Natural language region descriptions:
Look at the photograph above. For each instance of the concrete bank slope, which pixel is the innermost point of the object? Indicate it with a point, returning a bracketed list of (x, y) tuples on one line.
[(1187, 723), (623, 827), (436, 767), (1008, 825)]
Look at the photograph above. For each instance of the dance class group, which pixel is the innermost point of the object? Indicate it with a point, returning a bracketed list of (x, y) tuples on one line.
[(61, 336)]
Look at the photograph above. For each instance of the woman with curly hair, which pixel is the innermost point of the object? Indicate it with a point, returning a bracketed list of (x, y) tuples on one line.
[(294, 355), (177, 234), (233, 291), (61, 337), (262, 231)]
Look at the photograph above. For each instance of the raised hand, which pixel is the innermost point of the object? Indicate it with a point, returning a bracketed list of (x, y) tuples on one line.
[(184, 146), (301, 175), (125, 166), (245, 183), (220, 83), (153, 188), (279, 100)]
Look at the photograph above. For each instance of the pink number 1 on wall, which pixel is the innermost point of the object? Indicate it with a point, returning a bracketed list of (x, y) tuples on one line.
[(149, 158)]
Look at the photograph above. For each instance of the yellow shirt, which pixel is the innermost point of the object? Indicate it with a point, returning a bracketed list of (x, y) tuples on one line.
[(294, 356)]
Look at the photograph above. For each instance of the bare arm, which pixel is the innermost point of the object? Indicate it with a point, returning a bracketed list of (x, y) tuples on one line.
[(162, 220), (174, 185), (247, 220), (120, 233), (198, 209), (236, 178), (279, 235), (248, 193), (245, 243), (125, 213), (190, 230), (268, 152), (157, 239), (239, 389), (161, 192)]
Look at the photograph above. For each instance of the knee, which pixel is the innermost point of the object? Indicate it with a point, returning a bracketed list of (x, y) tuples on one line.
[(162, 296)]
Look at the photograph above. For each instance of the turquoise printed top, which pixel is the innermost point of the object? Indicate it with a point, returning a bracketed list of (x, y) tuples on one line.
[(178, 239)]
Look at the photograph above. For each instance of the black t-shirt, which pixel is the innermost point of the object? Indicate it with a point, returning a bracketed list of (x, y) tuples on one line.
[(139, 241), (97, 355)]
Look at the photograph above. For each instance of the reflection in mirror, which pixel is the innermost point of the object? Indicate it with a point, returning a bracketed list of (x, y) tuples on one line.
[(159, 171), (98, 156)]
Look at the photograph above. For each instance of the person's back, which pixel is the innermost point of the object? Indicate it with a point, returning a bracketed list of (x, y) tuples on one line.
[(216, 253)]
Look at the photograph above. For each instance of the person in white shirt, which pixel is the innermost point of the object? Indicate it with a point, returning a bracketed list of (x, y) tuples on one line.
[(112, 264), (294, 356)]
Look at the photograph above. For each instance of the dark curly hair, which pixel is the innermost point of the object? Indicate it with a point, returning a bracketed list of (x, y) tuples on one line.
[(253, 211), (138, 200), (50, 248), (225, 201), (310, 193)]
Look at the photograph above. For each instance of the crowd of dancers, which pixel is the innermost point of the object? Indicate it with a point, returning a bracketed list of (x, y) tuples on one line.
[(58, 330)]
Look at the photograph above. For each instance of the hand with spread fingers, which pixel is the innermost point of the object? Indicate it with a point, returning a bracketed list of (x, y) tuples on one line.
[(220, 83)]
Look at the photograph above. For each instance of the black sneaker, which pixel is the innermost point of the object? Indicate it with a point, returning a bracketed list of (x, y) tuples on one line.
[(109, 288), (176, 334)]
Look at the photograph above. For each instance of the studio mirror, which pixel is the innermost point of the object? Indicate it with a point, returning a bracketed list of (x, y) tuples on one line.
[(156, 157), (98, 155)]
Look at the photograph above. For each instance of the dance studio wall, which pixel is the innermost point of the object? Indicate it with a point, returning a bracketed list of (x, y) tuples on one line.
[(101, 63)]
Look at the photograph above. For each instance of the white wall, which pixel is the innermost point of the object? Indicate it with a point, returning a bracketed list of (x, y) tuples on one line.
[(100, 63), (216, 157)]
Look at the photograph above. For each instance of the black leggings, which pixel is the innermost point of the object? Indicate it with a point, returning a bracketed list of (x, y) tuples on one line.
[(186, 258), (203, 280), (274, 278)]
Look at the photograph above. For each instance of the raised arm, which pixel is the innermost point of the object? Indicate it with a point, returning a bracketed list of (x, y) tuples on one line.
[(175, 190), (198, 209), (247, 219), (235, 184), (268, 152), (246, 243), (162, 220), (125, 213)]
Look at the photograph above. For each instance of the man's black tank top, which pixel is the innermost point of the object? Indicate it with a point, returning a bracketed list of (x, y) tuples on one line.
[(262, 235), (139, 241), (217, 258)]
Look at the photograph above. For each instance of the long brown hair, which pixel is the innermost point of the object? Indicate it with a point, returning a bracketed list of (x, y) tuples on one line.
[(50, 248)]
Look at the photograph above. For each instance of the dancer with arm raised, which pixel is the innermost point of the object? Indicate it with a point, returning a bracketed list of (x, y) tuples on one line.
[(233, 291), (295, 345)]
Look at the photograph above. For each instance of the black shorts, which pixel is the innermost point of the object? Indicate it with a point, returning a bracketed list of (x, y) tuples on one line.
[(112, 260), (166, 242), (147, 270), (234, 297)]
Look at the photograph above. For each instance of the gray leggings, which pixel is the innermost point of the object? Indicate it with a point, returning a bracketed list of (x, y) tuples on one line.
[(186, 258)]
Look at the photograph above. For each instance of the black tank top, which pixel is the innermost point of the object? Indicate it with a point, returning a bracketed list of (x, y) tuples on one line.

> [ASSIGNMENT] Above are some records. Print them all exactly.

> [SOLUTION BELOW]
Look at the photograph above. For each instance of the concrete bank slope, which pixel is the innermost point of the object? Indicate it with a point, returning a bracketed list of (x, y) tuples on one line.
[(1187, 723), (623, 827), (436, 767), (1008, 825)]
Look at the photograph above. For each instance of the dance class group, which pixel is the innermost point of the object? Indicate it with a point, returning a bracketed list of (x, y) tuples on one line.
[(61, 336)]
Look at the photograph above. For each instance of the woman with curly hair, which pixel is the innermost point of the object? Indicate it with a point, returning a bracketed list of (x, y) tuples on one line.
[(294, 355), (177, 234), (233, 291), (61, 337), (262, 231)]
Look at the photograph above. For each instance of the raised hand, which pixel is the innermost point of the object? Indicate it with a point, returning a bracketed list of (x, y) tuples on one line.
[(184, 146), (301, 175), (125, 166), (245, 183), (220, 83), (153, 188), (279, 100)]
Look at the photograph above. For each instance of the pink number 1 on wall, which pixel is the innermost point of the object? Indicate it with a point, returning a bracketed list of (x, y) tuples on one line.
[(149, 158)]
Look at the photograph above. For each instance of the yellow shirt, which pixel is the innermost point of the object? Indicate it with a point, returning a bracketed list of (x, y) tuples on one line.
[(294, 356)]
Look at the photograph above. For each instance of the bare arm, which pixel is the innermost point of the object? Indicate it with a point, returning a bracketed list of (x, y) tuples on one line.
[(162, 220), (174, 185), (247, 220), (120, 233), (198, 209), (236, 178), (279, 235), (248, 193), (245, 243), (125, 213), (190, 230), (268, 152), (157, 239), (239, 389), (161, 192)]
Look at the photograph above. For each instance of the knee, which pixel is the innermost point of the object? Indicate it with a point, returning a bracketed list of (x, y) tuples on one line.
[(162, 296)]
Look at the photograph above. For each instance of the turquoise printed top, which pixel is the innermost point of the object? Indicate it with a point, returning a bracketed list of (x, y) tuples on one line.
[(178, 239)]
Look at the photograph above. For each instance of the black t-shirt, which pixel is the innermost point of the object? Indicate it with a point, returning a bracketed list of (x, y) tuples on one line.
[(139, 241), (97, 355)]
Look at the photograph above. For each instance of the reflection in mirror, which pixel is the innermost point of the object? Indicate it with a point, returning a bracketed list of (x, y) tuples on one line.
[(159, 171), (98, 156)]
Look at the photograph above. For each instance of the person's back, which pixel is the innermost point of the object? Indicate it with a point, returning a bracketed list of (x, y) tuples on one line.
[(216, 253)]
Look at the photograph above. For each instance of the person in white shirt, which pixel is the innermost point of the object? Indicate it with a point, returning a bracketed list of (x, y) tuples on one line.
[(112, 264), (294, 356)]
Look at the photograph above. For each instance of the dark curly hair, which pixel is the innermost point of the object? Indicate it with a point, returning a bracketed list of (x, y) tuples on one line.
[(253, 211), (138, 200), (50, 248), (225, 201), (310, 193)]
Look at the photograph above. For each instance of the crowd of dancers, which pixel is the innermost point of the object? Indicate it with a point, returning a bracketed list of (x, y) tuples on one line.
[(58, 330)]
Look at the photograph above. For each instance of the hand with spread fingers, which pixel is the innermost point of the object? Indicate it with a point, returning a bracketed list of (x, y) tuples on one line.
[(220, 83)]
Look at the photograph above. For each instance of the black sneaker, which pixel is the innermost point of the object? Indicate it with a point, returning a bracketed list of (x, y) tuples on one line.
[(109, 288), (176, 334)]
Look at the photograph above. For each instance of the studio mirror, which pixel is the innermost point of the object? Indicate it with a point, returning a bracketed list of (x, y) tuples on one line.
[(156, 157), (98, 155)]
Look at the photograph above. For each instance of the dance studio wall, which pixel is the innermost point of the object? Indicate it with a point, returning a bracketed list of (x, y) tuples on one line.
[(101, 63)]
Look at the photograph above. For each instance of the white wall, which pixel is the innermost point of the object? Indicate it with a point, returning a bracketed list of (x, y) tuples on one line.
[(100, 63), (216, 157)]
Look at the photograph above. For each instance of the black leggings, which pixel is the innermost point of the object? Indicate it with a point, returning a bracketed list of (x, y) tuples on one line.
[(186, 258), (203, 280), (274, 278)]
Look at the photograph above. For each instance of the raised arm, which pixel is the innermost point of the object? Indicate it with a point, returning a bracketed list of (x, y) tuples on one line.
[(175, 190), (198, 209), (247, 219), (235, 184), (268, 152), (246, 243), (162, 220), (125, 213)]
Look at the photograph above. For each instance of the man's black tank top, which pixel is the innermost point of the object? Indicate it with a point, returning a bracketed list of (x, y) tuples on one line.
[(262, 235), (139, 241), (217, 258)]
Look at the photograph above. For each instance of the long brown hair, which pixel is the innermost point of the object? Indicate it with a point, returning a bracketed list of (x, y) tuples on one line.
[(50, 248)]
Look at the photograph above. For each instance of the dancer with arm raised, which pixel is the innermost point of the object? Indicate it with a point, returning a bracketed list of (x, y) tuples on one line.
[(233, 291), (295, 345)]
Look at the photograph above. For each instance of the black shorts, which pixel is the innermost point of the object? Indicate it with a point, returning a bracketed list of (x, y) tuples on one line.
[(112, 260), (166, 242), (147, 270), (234, 297)]
Look at the photograph above. For each instance of the gray leggings, which pixel is the innermost point of the object? Indicate it with a point, returning a bracketed list of (x, y) tuples on one line.
[(186, 258)]
Look at the photograph above. For each instance of the black tank top, which pixel is the innermost point of the object? Indicate it with a point, returning a bracketed list of (x, y) tuples on one line.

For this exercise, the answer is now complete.